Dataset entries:
====================
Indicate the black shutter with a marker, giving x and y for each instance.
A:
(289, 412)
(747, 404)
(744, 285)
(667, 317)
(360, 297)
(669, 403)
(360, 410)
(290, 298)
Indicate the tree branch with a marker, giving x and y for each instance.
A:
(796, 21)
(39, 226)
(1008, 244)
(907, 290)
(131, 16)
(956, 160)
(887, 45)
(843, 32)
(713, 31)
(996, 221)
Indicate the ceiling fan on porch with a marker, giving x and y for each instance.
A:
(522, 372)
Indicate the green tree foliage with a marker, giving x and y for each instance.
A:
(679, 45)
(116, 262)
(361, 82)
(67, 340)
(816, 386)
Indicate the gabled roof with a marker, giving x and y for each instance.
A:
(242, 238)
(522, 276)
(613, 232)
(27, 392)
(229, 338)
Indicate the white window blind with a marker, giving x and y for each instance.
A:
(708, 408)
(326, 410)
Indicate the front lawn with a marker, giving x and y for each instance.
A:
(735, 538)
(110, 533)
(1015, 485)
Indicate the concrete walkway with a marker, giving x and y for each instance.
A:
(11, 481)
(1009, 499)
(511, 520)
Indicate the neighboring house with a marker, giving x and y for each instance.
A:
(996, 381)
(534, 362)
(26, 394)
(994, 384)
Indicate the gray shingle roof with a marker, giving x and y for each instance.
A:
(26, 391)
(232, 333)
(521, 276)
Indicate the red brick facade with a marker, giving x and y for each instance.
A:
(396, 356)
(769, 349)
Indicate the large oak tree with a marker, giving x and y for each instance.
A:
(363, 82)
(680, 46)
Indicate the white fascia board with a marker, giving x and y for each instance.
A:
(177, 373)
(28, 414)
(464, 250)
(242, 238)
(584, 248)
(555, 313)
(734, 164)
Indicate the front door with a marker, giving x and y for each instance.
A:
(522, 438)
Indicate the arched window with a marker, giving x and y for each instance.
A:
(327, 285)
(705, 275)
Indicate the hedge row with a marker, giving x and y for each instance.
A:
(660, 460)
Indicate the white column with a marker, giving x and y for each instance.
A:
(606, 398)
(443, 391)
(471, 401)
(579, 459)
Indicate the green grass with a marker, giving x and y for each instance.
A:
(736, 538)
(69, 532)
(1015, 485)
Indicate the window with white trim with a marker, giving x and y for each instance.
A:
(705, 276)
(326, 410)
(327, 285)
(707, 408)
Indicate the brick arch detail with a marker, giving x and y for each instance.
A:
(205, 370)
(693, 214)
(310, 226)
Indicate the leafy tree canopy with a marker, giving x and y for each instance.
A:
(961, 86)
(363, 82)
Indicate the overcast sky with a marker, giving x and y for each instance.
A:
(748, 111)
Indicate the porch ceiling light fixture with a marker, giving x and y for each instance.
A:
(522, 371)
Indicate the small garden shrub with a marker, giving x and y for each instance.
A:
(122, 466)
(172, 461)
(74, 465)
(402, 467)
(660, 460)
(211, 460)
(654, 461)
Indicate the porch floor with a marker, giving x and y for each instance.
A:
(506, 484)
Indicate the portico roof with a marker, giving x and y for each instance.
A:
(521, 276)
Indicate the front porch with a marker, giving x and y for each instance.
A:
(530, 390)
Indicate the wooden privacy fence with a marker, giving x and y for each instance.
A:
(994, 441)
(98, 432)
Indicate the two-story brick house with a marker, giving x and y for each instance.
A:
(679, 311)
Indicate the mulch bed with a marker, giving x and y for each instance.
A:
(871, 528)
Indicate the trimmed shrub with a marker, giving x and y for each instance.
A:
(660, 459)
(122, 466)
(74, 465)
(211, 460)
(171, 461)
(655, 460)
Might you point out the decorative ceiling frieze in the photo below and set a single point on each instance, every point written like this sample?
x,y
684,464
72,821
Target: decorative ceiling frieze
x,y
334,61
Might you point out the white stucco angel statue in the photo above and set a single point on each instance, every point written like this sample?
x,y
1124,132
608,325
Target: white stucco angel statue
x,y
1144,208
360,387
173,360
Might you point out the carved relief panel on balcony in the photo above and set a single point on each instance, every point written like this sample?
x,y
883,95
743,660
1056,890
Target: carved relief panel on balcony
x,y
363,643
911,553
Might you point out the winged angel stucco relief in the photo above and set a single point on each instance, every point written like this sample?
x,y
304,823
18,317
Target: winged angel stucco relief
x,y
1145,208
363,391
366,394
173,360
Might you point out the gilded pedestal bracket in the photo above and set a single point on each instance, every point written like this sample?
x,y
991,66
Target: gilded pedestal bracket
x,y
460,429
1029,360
====================
Exercise brief — Every record shown above must be echoed exactly.

Full response —
Indicate the black shutter with a marker, giving x and y for each instance.
A:
(289, 412)
(747, 404)
(744, 285)
(667, 317)
(360, 297)
(669, 403)
(360, 410)
(290, 298)
Indicate the tree branch with a marker, giving x and y for each instance.
A:
(796, 21)
(39, 226)
(1008, 244)
(907, 290)
(131, 16)
(956, 160)
(887, 45)
(843, 32)
(713, 31)
(996, 221)
Indicate the ceiling fan on porch with a marker, giving x and y for each instance.
A:
(522, 372)
Indicate the green tree foliage with a marker, giving x and y for each instance.
A:
(679, 45)
(116, 262)
(361, 82)
(67, 340)
(816, 386)
Indicate the gabled roof with a marker, giving x and y for each instance.
A:
(242, 238)
(522, 276)
(613, 232)
(27, 392)
(229, 338)
Indicate the white window blind with a marker, giving x and y for each instance.
A:
(708, 408)
(326, 410)
Indicate the front lawn with a marker, giving x and y for each instance.
A:
(735, 538)
(110, 533)
(1015, 485)
Indicate the concrete walkway with a marker, giving x and y for each instance.
A:
(11, 481)
(1009, 499)
(511, 520)
Indicate the neighboring house with a marker, giving x and y for each instance.
A:
(996, 381)
(534, 362)
(26, 394)
(994, 384)
Indicate the gray shingle roof with a marker, giving x and y for each instance.
A:
(26, 391)
(232, 333)
(521, 276)
Indicate the red brick facade with a marker, giving x and y for each instance.
A:
(396, 356)
(769, 349)
Indicate the large oak tree with a marker, giving x and y for each instance.
A:
(363, 82)
(680, 46)
Indicate the white fascia board with a marker, giving x and y for each instance.
A:
(177, 373)
(28, 414)
(464, 250)
(242, 238)
(584, 248)
(555, 313)
(734, 164)
Indicate the front door with a marker, giving x and y for each instance.
A:
(522, 438)
Indicate the arched window with a marker, giving x and y for each instance.
A:
(327, 285)
(705, 275)
Indicate the hedge row with a marker, giving x and y for each instance.
A:
(660, 460)
Indicate the white column with a marker, giving x and y for each instance.
A:
(606, 398)
(443, 391)
(471, 401)
(579, 459)
Indicate the green grass with a marker, giving x and y for each instance.
A:
(736, 538)
(69, 532)
(1015, 485)
Indicate the window with white trim with a marker, giving x and y for each instance.
A:
(705, 276)
(326, 410)
(327, 285)
(707, 408)
Indicate the brick arch detail with a marker, giving x and y for each instance.
A:
(205, 370)
(693, 214)
(310, 226)
Indicate the leafy tree canopy with a marker, giving x and y for each instance.
A:
(961, 86)
(363, 82)
Indicate the overcast sky with a marker, giving x and y for each instance.
A:
(748, 111)
Indicate the porch ceiling light fixture with a marker, giving x and y for each instance.
A:
(522, 371)
Indicate the small garden shrub with a marker, giving x and y for each instance.
A:
(122, 466)
(172, 461)
(74, 465)
(402, 467)
(660, 460)
(211, 460)
(654, 461)
Indicate the porch floor with a marker, giving x and y for each instance.
A:
(506, 484)
Indicate the portico roof with a marker, giving x and y for each instance.
A:
(521, 276)
Indicate the front porch with a marker, giving x and y for each instance.
A:
(530, 390)
Indicate the wooden privacy fence with a marker, giving x and y for each instance.
A:
(994, 441)
(98, 432)
Indicate the two-story brick house with a marker, giving x and y for each instance.
A:
(679, 311)
Indicate the mulch bed with a marker, giving x and y for each instance.
A:
(871, 528)
Indicate the trimmed shrub with a marker, giving x and y for each instance.
A:
(660, 459)
(122, 466)
(74, 465)
(211, 460)
(171, 461)
(655, 460)
Might you point out the decorative ceiling frieze in the photo below and set a single point on each instance, every point written like this sample?
x,y
684,464
72,821
Target: decorative ceiling frieze
x,y
334,61
Might you point out the white stucco angel statue in the photo above and set a single point on each instance, every point written like this sample?
x,y
1124,132
608,325
Target: white stucco angel statue
x,y
1144,208
360,387
173,360
Might you point out the carved relief panel on balcony in the photo above and set a single point on each instance, every point written like this sample?
x,y
883,95
743,660
1056,890
Target: carved relief panel on balcony
x,y
363,643
911,553
Might you point out the winged angel stucco relief in the photo above and set a single point on each instance, every point written like this sample?
x,y
304,823
18,317
Target: winged angel stucco relief
x,y
1145,208
363,391
366,394
173,360
Might you point out the gilded pedestal bracket in the photo above and set a single point on each instance, every point written like this sample?
x,y
991,66
Target: gilded pedestal bracket
x,y
460,429
1029,360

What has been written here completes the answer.